[Object position labeling entries]
_____
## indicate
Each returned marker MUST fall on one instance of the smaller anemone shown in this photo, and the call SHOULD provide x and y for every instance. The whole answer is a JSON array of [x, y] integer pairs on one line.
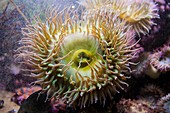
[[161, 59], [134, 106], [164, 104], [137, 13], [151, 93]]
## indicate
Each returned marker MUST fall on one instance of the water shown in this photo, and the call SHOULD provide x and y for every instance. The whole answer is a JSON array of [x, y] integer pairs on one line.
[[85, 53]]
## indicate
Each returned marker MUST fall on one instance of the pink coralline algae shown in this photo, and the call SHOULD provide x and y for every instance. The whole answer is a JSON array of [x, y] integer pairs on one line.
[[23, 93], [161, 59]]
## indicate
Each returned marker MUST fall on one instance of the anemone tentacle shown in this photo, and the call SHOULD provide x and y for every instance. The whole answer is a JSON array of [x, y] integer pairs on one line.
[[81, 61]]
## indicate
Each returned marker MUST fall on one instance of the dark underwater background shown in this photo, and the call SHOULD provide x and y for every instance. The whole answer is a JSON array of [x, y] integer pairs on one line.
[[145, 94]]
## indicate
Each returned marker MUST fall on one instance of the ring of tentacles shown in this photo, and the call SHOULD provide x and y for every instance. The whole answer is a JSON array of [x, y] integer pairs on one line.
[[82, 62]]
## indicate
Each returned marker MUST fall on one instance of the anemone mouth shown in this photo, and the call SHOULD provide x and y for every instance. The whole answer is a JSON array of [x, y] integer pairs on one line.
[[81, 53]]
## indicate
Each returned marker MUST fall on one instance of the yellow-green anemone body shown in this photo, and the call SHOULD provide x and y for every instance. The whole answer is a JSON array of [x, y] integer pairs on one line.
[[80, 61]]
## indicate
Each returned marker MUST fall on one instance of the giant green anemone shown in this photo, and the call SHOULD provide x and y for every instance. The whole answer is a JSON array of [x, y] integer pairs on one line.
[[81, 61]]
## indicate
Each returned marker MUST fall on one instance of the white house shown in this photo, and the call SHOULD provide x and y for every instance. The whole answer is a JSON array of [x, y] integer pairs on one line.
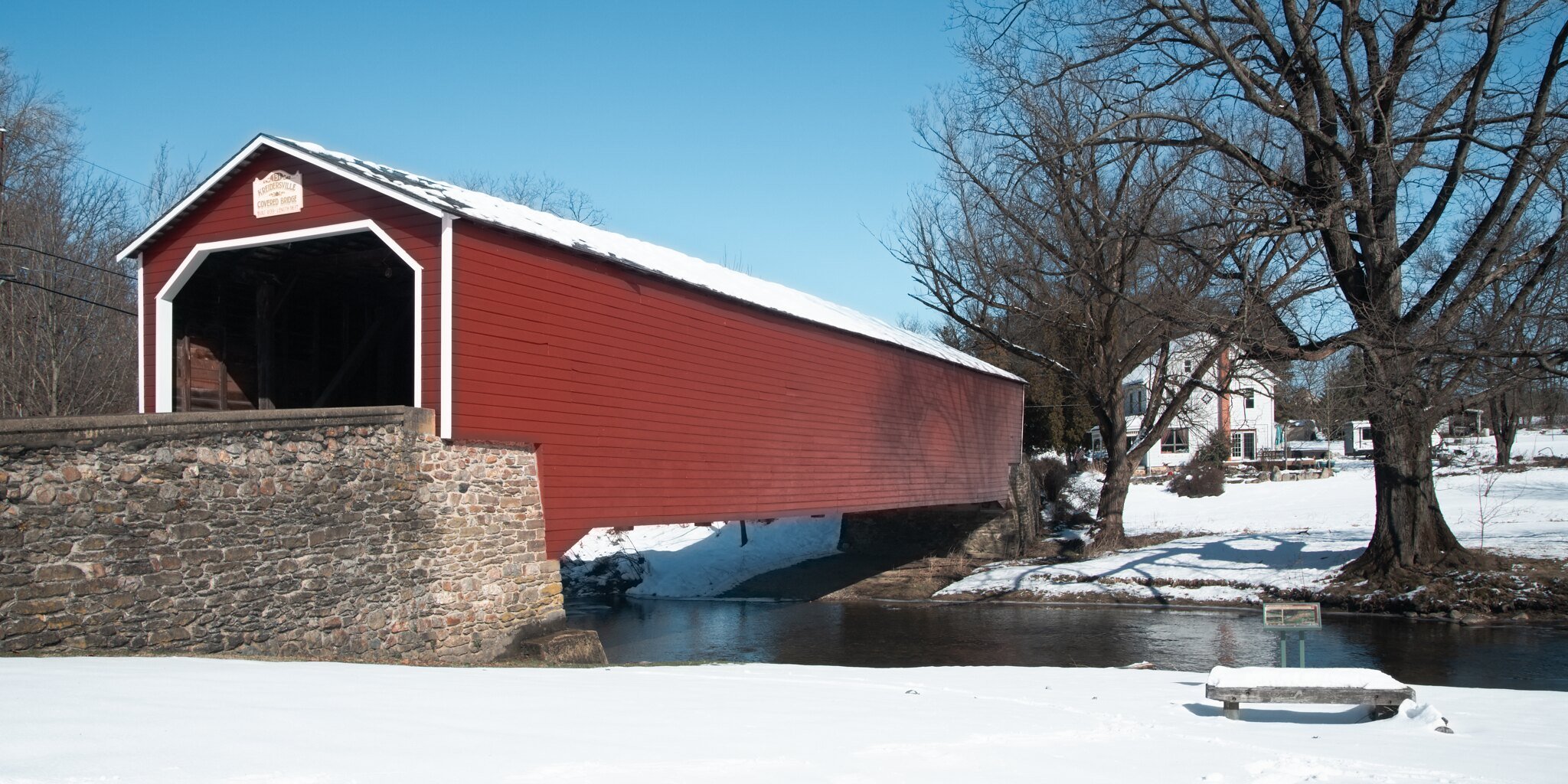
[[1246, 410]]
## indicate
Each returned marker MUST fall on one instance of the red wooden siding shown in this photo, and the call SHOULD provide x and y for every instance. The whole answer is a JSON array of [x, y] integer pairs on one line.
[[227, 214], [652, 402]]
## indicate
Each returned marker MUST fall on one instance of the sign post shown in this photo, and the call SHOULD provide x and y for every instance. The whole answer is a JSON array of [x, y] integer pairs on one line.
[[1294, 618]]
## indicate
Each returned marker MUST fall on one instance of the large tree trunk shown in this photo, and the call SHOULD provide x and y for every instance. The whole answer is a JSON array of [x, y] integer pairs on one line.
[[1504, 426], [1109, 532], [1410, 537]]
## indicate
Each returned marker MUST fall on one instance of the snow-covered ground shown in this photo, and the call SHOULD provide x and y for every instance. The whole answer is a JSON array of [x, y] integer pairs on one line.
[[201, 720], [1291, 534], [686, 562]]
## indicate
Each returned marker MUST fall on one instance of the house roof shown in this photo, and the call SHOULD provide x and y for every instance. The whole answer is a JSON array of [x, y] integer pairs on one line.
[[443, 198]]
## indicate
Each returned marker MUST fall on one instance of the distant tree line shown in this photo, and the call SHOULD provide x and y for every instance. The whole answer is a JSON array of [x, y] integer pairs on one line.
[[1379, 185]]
_____
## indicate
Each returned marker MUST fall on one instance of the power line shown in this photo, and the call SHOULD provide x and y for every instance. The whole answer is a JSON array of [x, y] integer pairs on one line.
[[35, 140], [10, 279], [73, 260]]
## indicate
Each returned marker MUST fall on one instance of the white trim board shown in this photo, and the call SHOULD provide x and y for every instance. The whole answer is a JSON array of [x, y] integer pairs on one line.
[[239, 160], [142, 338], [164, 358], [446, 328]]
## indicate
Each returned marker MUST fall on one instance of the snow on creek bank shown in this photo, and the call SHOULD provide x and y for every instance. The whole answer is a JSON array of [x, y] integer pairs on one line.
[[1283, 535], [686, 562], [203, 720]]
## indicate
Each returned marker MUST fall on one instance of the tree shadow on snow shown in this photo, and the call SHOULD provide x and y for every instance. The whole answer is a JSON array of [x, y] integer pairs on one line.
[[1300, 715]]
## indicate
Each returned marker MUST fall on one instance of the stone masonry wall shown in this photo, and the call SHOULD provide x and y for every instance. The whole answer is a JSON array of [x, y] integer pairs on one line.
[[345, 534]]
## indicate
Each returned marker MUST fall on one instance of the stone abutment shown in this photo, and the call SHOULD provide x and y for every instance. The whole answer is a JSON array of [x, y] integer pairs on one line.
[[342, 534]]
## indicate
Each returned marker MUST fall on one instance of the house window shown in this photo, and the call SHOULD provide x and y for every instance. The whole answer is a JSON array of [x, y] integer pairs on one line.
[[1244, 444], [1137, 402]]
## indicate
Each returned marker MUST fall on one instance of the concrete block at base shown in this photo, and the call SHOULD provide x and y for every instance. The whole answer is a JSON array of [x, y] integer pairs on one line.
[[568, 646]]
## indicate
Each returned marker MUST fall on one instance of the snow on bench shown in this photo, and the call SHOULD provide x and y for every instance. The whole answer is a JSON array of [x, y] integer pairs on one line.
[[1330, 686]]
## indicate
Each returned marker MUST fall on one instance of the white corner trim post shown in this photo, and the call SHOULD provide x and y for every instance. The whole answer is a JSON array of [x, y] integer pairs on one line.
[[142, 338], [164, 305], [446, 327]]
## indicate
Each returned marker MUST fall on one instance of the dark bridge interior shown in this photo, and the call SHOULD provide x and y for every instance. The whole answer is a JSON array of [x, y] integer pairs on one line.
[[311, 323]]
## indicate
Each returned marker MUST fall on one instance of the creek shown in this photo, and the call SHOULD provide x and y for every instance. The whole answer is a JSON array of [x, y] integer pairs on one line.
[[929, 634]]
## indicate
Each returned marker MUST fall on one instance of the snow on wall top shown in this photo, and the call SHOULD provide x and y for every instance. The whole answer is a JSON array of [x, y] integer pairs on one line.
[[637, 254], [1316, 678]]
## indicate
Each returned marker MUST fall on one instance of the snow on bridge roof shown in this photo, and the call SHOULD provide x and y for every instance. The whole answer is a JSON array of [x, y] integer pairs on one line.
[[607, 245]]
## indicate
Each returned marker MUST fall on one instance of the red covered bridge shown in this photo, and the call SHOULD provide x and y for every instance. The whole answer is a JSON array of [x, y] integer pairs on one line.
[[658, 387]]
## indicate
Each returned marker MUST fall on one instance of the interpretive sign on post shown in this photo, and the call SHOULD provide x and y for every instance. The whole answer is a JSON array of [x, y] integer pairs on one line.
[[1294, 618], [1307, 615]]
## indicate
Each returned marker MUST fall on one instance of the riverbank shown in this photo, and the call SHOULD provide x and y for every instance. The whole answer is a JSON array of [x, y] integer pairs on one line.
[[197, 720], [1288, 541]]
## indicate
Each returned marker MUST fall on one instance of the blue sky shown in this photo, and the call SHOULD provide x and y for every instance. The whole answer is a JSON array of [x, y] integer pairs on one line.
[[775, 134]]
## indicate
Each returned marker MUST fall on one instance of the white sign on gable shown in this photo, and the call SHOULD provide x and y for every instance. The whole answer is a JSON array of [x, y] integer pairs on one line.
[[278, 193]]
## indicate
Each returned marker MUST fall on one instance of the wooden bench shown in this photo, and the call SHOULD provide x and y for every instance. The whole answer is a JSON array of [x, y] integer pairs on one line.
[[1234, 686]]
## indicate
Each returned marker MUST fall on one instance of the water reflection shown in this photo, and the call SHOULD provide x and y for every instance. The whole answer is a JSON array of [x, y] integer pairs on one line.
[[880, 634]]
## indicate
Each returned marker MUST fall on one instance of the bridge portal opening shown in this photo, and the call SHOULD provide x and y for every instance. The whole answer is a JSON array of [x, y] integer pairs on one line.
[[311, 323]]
_____
_Aim_:
Identify every line in the records above that contains the word "distant", and copy each such line in full.

_Answer below_:
Each returned marker MUST fall on one instance of the distant tree line shown in this photo, and the call SHOULD provide x and y for every instance. The whole answer is a JSON array of [x, y] integer pairs on one line.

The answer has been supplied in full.